> [Work to complete]
1 - In the blog post about sex after forty, list the three words the writer uses in one sentence to describe anon's manner.
2 - Print a passage from the blog post about sex after forty, starting at "It’s pretty obvious" and ending at "my life. Ever.".
3 - Write what comes next in the blog post about sex after forty, picking up after its final sentence.

Graphic

So ya’ll likely read most of the same blogs i do, right? i mean, my blogroll is right over there to the right …

You’ll remember the flap that anon caused over at sins a few days ago, about people over 40 and sex, and about dominance and abuse and submission and wimpy women/men…blah blah blah. i’m not gonna rehash it all here, it’s been said by all the commentors there and at a similar ‘attack’ if you will, over at Mick’s blog.

It’s pretty obvious that anon is young. She is contentious and rude and snarky, which is upsetting enough…but her ongoing sentiment that sex is only for the young?

First it stuck in my craw, pissed me off. And then i got the humor of it. Oh, my gawd, if only she knew…and if she lives long enough, someday she might. I’m putting it out there now:

I am 52. Fifty-two.

And i’m having more sex (and better, more satisfying sex) now than at any other period in my life. Ever.

Ever.

That includes, btw, the thrill of masturbating to orgasm, when Master allows me the privilege. Something which i never did when i was young coz i was a “good” girl…and it was “bad” to touch yourself.

> [Recorded data]
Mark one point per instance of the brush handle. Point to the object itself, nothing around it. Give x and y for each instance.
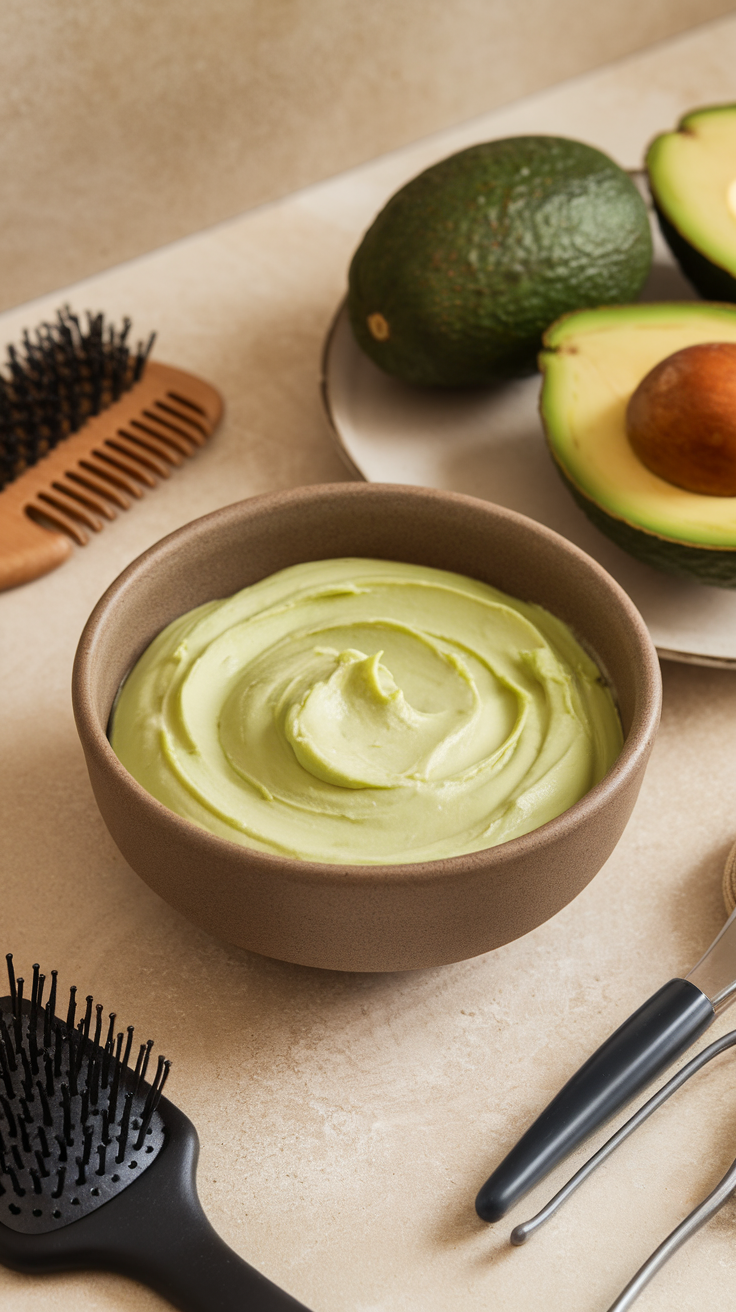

> [Results for the exercise]
1 - contentious, rude, snarky

2 -
It’s pretty obvious that anon is young. She is contentious and rude and snarky, which is upsetting enough…but her ongoing sentiment that sex is only for the young?

First it stuck in my craw, pissed me off. And then i got the humor of it. Oh, my gawd, if only she knew…and if she lives long enough, someday she might. I’m putting it out there now:

I am 52. Fifty-two.

And i’m having more sex (and better, more satisfying sex) now than at any other period in my life. Ever.

3 -
I hope today’s generation begins to love their bodies, and understand that we are inherently sexual beings. Our purpose as higher mammals isn’t only to procreate…but to recreate! We are one of the few mammals that play games. Create them, play them.  Recreational sex falls into that category, for me anyway. It’s good. It’s fun! It’s enjoyable…and i believe we’re hardwired for it.

So the title of this post is “graphic”.  Because all of this beginning stuff right here? It is …the prequel, i guess,  to what, by some accounts, might be oversharing. OH, i’ve given you glimpses. Tastes and tidbits,  a bit here a bit there. But today i want to go deeper, try to show you, anon, since i know you read here, too, that sex between consenting adults over 50  is hot. Steaming, smoking, writhing with heat. Just so you don’t think life should end at 29 (btw…have you ever seen Logan’s Run? just a thought…)

*~*~*

He takes me from the bathroom, where i have dressed sexy for His pleasure and mine. I strut across the room in the 6 inch red heels, the skirt of my black lace outfit flirting with my ass, under His watchful gaze. I reach the far wall, and turn, then cross back at His silent gesture.

He hands me the velcro cuffs…the pair that slide up my legs, tighten at my thigh, and the matching pair for my wrists. He clips each wrist to each thigh. He slips the blindfold over my eyes. Here is where the trust enters fully. Trust, as well as  love, are always present when we are together, but… Blindfold marks the start of our “scene time.” I trust that He will hurt me…i want that, after all, as does He. But i also trust that He will not harm me, my body or my spirit.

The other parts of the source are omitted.